[Input records]
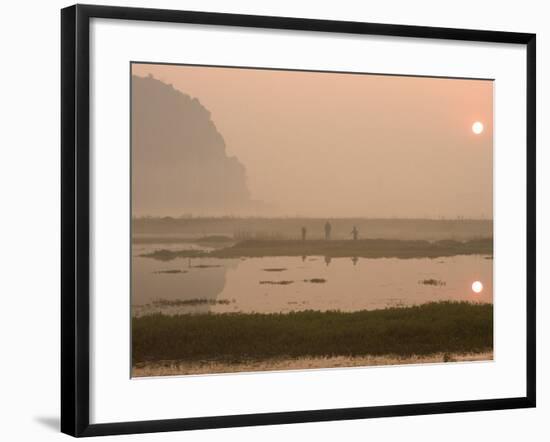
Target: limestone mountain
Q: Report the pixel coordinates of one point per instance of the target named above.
(179, 159)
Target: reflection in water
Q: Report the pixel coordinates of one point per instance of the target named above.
(360, 284)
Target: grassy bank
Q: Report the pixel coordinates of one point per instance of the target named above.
(237, 337)
(365, 248)
(173, 368)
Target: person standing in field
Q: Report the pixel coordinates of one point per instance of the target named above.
(328, 228)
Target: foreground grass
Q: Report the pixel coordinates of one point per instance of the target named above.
(449, 327)
(174, 368)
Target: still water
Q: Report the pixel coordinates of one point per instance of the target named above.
(285, 284)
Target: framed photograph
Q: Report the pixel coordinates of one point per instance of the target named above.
(272, 220)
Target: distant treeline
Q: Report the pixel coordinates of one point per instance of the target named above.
(290, 228)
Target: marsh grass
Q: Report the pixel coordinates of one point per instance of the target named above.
(194, 301)
(431, 281)
(443, 327)
(365, 248)
(283, 282)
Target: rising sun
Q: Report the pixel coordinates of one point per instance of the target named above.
(477, 287)
(477, 127)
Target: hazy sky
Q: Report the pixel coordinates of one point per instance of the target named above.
(337, 145)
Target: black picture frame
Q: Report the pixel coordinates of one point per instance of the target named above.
(75, 225)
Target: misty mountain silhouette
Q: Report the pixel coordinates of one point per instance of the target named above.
(179, 161)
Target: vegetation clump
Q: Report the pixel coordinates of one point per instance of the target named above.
(443, 327)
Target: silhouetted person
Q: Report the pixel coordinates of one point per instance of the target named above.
(328, 228)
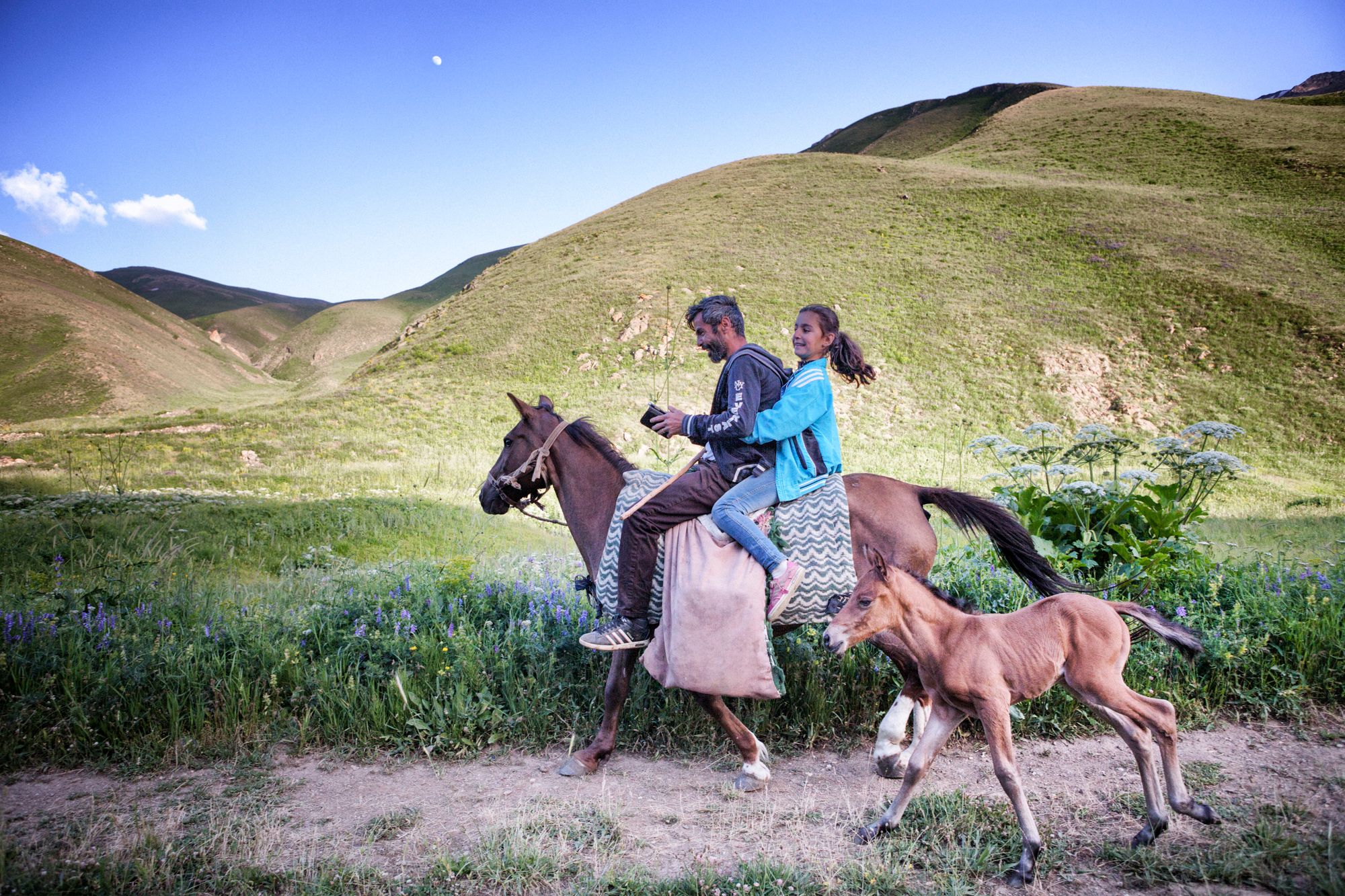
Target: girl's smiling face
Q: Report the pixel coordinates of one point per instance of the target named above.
(810, 342)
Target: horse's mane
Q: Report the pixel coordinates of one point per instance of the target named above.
(957, 603)
(583, 431)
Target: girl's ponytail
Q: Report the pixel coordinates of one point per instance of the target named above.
(848, 361)
(845, 354)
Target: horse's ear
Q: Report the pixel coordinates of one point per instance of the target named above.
(524, 408)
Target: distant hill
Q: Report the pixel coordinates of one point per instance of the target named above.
(927, 126)
(241, 319)
(1321, 83)
(192, 298)
(338, 339)
(1140, 257)
(77, 343)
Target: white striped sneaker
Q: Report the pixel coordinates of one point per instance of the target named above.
(618, 633)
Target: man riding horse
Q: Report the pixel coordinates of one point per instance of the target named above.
(751, 382)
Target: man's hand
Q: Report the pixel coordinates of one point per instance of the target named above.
(669, 424)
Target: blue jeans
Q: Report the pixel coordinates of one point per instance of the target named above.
(732, 514)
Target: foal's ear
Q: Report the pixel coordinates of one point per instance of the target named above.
(523, 407)
(878, 561)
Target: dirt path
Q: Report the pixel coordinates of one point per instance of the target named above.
(670, 813)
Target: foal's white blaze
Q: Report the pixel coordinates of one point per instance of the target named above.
(892, 729)
(758, 768)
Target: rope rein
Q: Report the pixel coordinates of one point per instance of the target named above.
(537, 463)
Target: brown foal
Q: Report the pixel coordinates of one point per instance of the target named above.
(980, 665)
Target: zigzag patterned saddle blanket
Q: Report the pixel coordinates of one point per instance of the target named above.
(814, 528)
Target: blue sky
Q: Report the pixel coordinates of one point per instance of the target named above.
(315, 149)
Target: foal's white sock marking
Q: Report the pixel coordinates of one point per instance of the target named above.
(892, 729)
(758, 768)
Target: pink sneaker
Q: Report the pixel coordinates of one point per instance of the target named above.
(783, 588)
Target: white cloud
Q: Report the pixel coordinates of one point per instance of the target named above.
(161, 210)
(45, 197)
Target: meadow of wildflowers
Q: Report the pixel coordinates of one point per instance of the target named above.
(134, 659)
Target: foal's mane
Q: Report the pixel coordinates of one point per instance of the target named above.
(583, 431)
(957, 603)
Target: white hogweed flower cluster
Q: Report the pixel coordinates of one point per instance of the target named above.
(1026, 470)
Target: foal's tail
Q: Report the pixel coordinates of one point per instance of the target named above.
(1175, 634)
(1008, 534)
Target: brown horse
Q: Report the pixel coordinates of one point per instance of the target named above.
(586, 471)
(973, 665)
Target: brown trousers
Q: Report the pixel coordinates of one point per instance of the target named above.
(688, 498)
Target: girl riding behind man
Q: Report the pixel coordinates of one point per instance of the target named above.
(805, 425)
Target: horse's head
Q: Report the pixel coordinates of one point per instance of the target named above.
(874, 606)
(528, 435)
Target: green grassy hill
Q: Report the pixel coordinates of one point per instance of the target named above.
(927, 126)
(1141, 257)
(333, 343)
(77, 343)
(249, 330)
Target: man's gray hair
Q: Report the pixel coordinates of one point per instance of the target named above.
(716, 309)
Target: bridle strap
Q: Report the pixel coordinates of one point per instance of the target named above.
(537, 463)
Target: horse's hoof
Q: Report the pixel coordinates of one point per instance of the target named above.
(747, 783)
(868, 833)
(892, 767)
(575, 768)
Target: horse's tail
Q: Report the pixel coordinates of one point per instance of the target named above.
(1008, 534)
(1175, 634)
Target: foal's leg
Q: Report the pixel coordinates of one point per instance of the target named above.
(1110, 702)
(944, 720)
(995, 719)
(614, 698)
(755, 755)
(888, 755)
(1161, 720)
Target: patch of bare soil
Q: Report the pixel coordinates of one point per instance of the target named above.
(675, 813)
(178, 431)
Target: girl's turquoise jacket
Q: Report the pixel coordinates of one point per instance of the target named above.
(805, 404)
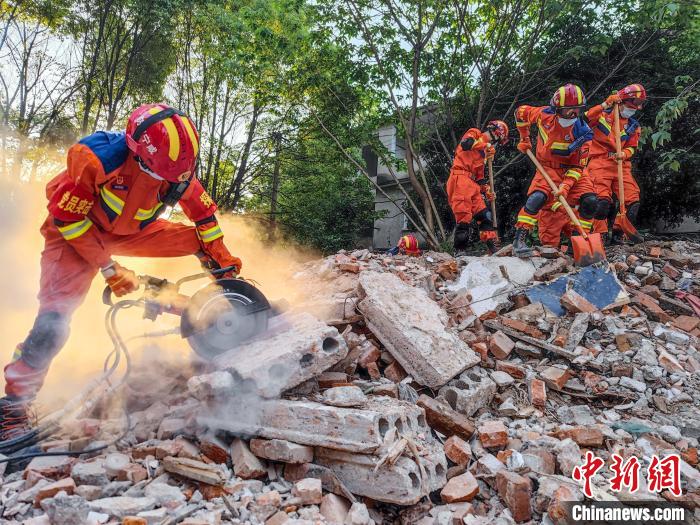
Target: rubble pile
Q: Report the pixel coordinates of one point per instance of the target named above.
(428, 390)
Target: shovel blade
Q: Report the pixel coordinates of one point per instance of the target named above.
(588, 251)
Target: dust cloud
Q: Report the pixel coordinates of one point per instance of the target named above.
(22, 211)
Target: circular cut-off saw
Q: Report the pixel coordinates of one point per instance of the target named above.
(214, 320)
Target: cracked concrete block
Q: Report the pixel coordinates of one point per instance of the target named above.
(469, 393)
(412, 328)
(399, 483)
(370, 429)
(298, 348)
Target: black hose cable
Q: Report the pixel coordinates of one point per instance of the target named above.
(39, 434)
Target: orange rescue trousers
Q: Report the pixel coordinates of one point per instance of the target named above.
(65, 280)
(603, 172)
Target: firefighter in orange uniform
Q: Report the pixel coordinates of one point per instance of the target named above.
(562, 149)
(602, 167)
(467, 185)
(107, 202)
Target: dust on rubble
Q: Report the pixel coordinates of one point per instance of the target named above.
(270, 265)
(385, 396)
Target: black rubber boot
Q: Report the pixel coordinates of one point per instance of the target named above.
(15, 419)
(520, 247)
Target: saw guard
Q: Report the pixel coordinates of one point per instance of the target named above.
(223, 315)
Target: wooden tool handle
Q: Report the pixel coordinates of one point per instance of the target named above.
(618, 148)
(493, 191)
(555, 189)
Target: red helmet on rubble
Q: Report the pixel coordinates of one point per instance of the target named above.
(165, 140)
(408, 244)
(499, 130)
(633, 95)
(568, 96)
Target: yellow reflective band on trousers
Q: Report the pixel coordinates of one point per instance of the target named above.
(211, 234)
(75, 229)
(111, 200)
(142, 215)
(526, 219)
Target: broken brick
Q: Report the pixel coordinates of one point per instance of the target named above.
(583, 436)
(686, 323)
(493, 434)
(309, 491)
(556, 377)
(500, 345)
(395, 372)
(458, 451)
(521, 326)
(512, 369)
(444, 419)
(538, 393)
(460, 488)
(514, 491)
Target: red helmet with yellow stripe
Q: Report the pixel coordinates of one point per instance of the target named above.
(568, 96)
(633, 95)
(499, 130)
(408, 244)
(165, 140)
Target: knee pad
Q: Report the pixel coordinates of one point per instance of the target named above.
(462, 235)
(484, 220)
(45, 339)
(633, 211)
(603, 209)
(535, 201)
(588, 205)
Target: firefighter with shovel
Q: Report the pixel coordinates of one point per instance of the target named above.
(559, 182)
(615, 137)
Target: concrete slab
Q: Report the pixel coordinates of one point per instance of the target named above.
(401, 483)
(412, 328)
(484, 281)
(371, 429)
(300, 348)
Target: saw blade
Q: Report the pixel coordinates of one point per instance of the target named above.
(222, 316)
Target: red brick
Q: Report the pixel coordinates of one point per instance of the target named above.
(671, 271)
(690, 456)
(373, 371)
(460, 488)
(514, 491)
(50, 490)
(332, 379)
(556, 377)
(686, 323)
(493, 434)
(395, 372)
(458, 450)
(500, 345)
(557, 509)
(521, 326)
(651, 307)
(576, 303)
(369, 355)
(512, 369)
(583, 436)
(538, 393)
(442, 418)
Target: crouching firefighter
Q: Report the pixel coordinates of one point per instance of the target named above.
(467, 187)
(602, 167)
(107, 202)
(563, 140)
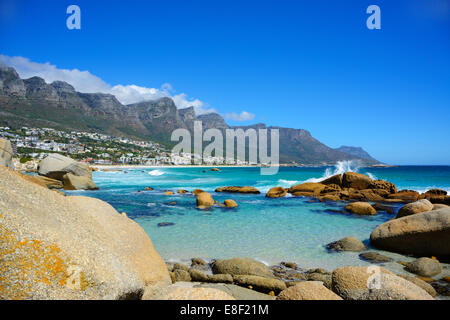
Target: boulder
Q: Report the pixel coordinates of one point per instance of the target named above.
(6, 153)
(308, 290)
(197, 192)
(389, 187)
(204, 199)
(180, 291)
(220, 278)
(56, 247)
(44, 182)
(55, 166)
(181, 275)
(405, 195)
(356, 181)
(424, 267)
(260, 284)
(237, 292)
(415, 207)
(230, 203)
(197, 275)
(336, 180)
(72, 182)
(236, 189)
(347, 244)
(276, 192)
(310, 187)
(421, 234)
(420, 283)
(374, 257)
(241, 266)
(361, 208)
(374, 283)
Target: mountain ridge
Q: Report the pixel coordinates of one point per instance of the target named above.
(34, 102)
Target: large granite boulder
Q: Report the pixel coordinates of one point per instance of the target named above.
(308, 187)
(347, 244)
(55, 166)
(415, 207)
(276, 192)
(261, 284)
(237, 189)
(6, 153)
(241, 266)
(56, 247)
(356, 181)
(308, 290)
(204, 200)
(421, 234)
(424, 267)
(361, 208)
(336, 179)
(374, 283)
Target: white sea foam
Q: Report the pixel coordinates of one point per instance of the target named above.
(340, 168)
(156, 173)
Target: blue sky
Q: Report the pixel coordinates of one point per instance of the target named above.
(300, 64)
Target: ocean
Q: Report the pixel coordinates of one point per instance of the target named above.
(269, 230)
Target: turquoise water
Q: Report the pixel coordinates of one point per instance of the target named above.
(270, 230)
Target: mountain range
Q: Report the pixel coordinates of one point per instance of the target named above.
(33, 102)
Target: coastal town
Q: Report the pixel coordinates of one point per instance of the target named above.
(34, 144)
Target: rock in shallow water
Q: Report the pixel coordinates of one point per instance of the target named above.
(425, 267)
(352, 283)
(308, 290)
(421, 234)
(347, 244)
(48, 239)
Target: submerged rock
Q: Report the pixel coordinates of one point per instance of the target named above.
(204, 199)
(84, 248)
(308, 290)
(415, 207)
(276, 192)
(241, 266)
(347, 244)
(230, 203)
(361, 208)
(425, 267)
(353, 283)
(236, 189)
(421, 234)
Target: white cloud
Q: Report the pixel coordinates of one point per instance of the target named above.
(84, 81)
(243, 116)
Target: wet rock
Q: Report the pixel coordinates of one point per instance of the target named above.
(230, 203)
(181, 275)
(241, 266)
(276, 192)
(260, 284)
(204, 199)
(420, 283)
(352, 283)
(415, 207)
(356, 181)
(425, 267)
(165, 224)
(361, 208)
(347, 244)
(308, 290)
(236, 189)
(220, 278)
(374, 257)
(421, 234)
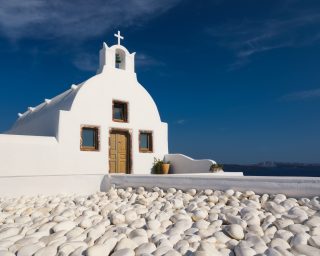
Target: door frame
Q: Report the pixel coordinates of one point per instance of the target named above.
(129, 147)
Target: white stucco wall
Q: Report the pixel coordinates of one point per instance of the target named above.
(57, 150)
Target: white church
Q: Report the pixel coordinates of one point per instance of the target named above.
(107, 124)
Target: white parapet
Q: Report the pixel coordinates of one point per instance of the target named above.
(290, 186)
(181, 164)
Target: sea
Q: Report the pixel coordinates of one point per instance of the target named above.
(297, 171)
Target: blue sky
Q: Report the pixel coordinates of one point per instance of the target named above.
(237, 81)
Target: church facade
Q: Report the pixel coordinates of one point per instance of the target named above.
(109, 123)
(105, 125)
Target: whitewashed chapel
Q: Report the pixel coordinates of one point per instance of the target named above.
(107, 124)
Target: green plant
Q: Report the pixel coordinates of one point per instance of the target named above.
(216, 167)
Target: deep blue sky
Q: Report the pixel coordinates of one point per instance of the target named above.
(237, 81)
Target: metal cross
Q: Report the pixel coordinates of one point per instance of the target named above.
(119, 37)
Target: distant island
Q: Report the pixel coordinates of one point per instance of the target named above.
(272, 168)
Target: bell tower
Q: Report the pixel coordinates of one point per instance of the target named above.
(116, 57)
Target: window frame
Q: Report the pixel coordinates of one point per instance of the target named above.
(150, 142)
(125, 111)
(96, 138)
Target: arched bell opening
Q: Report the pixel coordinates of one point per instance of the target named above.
(120, 59)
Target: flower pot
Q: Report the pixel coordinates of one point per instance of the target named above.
(165, 168)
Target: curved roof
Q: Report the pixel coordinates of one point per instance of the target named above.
(42, 119)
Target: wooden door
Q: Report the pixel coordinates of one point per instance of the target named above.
(119, 152)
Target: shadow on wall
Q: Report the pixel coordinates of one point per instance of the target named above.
(183, 164)
(105, 183)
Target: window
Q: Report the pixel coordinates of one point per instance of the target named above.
(120, 111)
(89, 139)
(145, 142)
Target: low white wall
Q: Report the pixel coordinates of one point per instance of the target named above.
(15, 186)
(290, 186)
(184, 164)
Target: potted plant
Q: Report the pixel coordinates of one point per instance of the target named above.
(216, 168)
(160, 167)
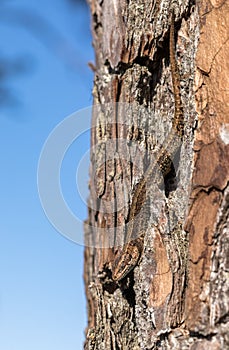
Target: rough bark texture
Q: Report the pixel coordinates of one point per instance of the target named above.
(177, 296)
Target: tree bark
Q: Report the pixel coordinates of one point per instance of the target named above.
(177, 295)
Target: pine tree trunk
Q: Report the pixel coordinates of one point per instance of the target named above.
(176, 297)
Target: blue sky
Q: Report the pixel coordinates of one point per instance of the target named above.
(42, 302)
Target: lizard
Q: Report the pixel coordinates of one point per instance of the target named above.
(130, 255)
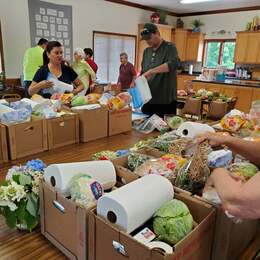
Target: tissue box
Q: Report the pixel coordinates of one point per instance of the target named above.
(27, 138)
(64, 223)
(119, 121)
(196, 245)
(63, 130)
(93, 124)
(3, 145)
(230, 239)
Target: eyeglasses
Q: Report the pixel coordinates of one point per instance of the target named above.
(146, 32)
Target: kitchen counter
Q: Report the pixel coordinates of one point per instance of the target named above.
(235, 82)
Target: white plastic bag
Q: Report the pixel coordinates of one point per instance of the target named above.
(143, 89)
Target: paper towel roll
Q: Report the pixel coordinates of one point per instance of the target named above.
(59, 175)
(161, 245)
(133, 204)
(193, 129)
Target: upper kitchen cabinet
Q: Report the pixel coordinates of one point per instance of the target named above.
(247, 48)
(166, 33)
(194, 47)
(188, 44)
(179, 38)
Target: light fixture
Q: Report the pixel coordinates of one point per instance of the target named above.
(195, 1)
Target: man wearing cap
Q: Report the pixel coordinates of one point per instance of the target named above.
(159, 65)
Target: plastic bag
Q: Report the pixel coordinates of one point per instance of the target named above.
(142, 93)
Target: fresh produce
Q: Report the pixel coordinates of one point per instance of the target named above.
(136, 159)
(141, 144)
(167, 166)
(244, 169)
(182, 93)
(78, 101)
(104, 155)
(85, 191)
(115, 103)
(92, 98)
(175, 122)
(172, 222)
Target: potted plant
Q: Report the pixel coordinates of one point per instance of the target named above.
(197, 25)
(19, 195)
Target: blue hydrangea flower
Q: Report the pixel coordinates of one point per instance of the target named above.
(36, 165)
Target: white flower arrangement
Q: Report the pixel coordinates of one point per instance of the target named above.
(19, 195)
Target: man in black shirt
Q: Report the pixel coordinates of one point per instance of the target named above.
(159, 66)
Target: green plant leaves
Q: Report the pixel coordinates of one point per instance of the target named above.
(25, 179)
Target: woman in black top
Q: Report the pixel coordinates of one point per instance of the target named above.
(56, 67)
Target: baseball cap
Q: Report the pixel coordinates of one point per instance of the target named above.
(148, 29)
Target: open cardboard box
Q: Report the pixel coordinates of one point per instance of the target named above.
(93, 124)
(196, 245)
(119, 121)
(230, 239)
(63, 130)
(3, 145)
(27, 138)
(64, 223)
(124, 175)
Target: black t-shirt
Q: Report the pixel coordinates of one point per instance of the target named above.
(68, 75)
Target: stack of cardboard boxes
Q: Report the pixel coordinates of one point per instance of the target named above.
(40, 135)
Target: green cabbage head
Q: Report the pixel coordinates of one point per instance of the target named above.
(172, 222)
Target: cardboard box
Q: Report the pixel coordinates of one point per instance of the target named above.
(196, 245)
(3, 145)
(119, 121)
(27, 138)
(124, 175)
(64, 223)
(231, 239)
(63, 131)
(93, 124)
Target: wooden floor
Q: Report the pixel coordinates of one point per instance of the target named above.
(16, 245)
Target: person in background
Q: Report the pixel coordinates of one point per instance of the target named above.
(83, 69)
(32, 61)
(239, 199)
(91, 62)
(54, 67)
(127, 73)
(159, 66)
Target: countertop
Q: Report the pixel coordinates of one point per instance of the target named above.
(232, 82)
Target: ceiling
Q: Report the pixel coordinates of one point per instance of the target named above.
(176, 7)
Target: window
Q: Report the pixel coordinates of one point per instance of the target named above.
(1, 52)
(219, 52)
(107, 49)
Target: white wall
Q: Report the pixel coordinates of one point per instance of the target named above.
(88, 15)
(230, 22)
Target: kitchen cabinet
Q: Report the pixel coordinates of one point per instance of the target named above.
(247, 48)
(183, 80)
(179, 38)
(229, 91)
(244, 98)
(194, 47)
(188, 44)
(166, 33)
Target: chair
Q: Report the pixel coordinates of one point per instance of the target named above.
(11, 97)
(193, 107)
(218, 109)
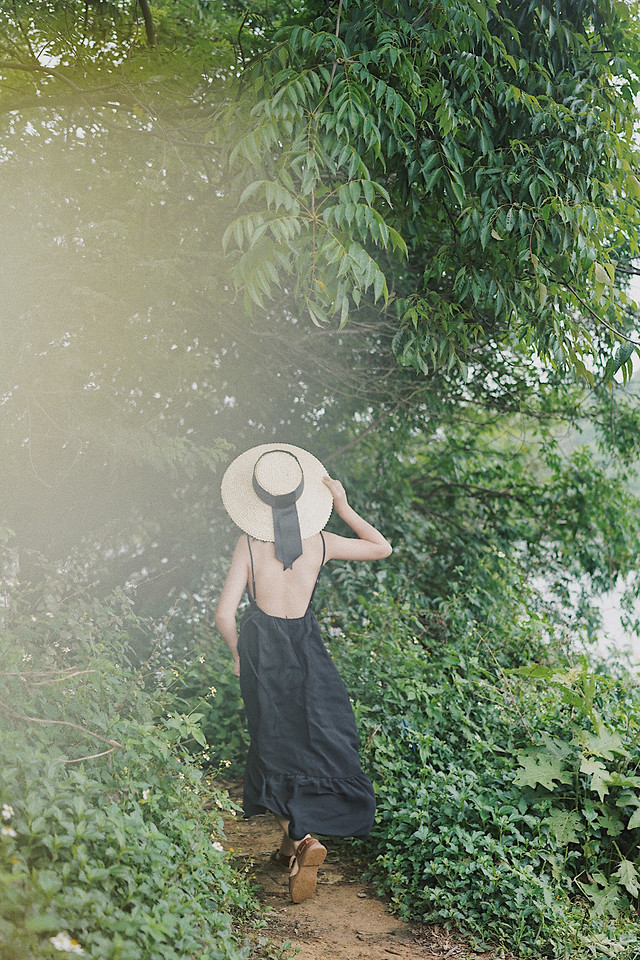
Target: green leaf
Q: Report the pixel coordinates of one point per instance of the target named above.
(599, 776)
(567, 826)
(628, 876)
(604, 743)
(538, 769)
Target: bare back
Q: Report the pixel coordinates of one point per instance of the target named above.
(285, 593)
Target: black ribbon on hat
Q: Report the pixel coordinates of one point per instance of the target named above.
(286, 525)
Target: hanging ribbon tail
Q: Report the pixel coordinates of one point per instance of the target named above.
(286, 528)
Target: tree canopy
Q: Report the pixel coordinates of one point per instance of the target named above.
(399, 234)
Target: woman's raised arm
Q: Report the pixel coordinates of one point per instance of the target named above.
(370, 543)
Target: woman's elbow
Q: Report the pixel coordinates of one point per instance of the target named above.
(223, 620)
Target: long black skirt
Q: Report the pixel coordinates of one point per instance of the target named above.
(303, 763)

[What is asked] Starting at the line that contains "Target: bare back", repeat each line exactly through the last one in the listing. Include both of those lines and nothing more.

[In response]
Target: bare back
Q: Report the pixel coordinates of one point per instance of the target named above.
(285, 593)
Target: black ribbon on hat
Q: Report the pixel coordinates of one point per instance of the target named above.
(286, 525)
Target: hanging ribbon tail
Q: Report the pixel coordinates of one point per instance of the target named above.
(286, 528)
Target: tree canopy
Q: Report the pixel coordinates of one point per instance of the target named above.
(399, 234)
Target: woman's raised arm
Q: Report the pixel coordinates of one point per instance of the target named above.
(370, 543)
Target: woman's elbow
Q: Report the pixel coordinates of one point per instance of the target named above.
(223, 620)
Target: long black skirt
Q: Report the pixel coordinates of one point per instance of the target named above.
(303, 763)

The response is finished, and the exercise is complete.